_Requirements_: Quote verbatim the lines starting at the one that contains "of the asphalt" and ending at the last of the rows below.

_Data for this exercise_:

** begin **

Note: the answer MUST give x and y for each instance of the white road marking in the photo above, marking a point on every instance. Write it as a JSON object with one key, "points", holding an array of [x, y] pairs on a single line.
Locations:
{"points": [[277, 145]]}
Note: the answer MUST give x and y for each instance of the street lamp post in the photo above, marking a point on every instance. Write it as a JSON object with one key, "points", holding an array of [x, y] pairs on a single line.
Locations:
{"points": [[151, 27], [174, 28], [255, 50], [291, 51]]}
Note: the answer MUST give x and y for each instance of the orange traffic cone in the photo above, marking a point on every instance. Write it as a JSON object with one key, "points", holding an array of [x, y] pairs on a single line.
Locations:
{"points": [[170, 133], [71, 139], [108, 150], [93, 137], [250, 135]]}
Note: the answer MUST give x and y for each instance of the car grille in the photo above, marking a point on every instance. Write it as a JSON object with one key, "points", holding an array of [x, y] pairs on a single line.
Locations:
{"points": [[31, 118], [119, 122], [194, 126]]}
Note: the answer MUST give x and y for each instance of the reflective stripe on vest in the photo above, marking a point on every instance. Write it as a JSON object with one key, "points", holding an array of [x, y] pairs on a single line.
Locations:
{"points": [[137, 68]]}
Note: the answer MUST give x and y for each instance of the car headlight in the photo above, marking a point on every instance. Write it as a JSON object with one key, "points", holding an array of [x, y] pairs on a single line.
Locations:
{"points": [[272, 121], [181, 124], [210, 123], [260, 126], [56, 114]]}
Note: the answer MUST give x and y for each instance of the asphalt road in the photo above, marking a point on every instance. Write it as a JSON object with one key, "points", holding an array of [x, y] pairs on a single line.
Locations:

** end **

_Answer to this exercise_:
Note: the answer MUST give x and y for each instance of the asphalt road in the photo above, marking a point on every instance. Write it as a JSON object with one key, "points", holding an array of [x, y] pairs on a single line.
Locations:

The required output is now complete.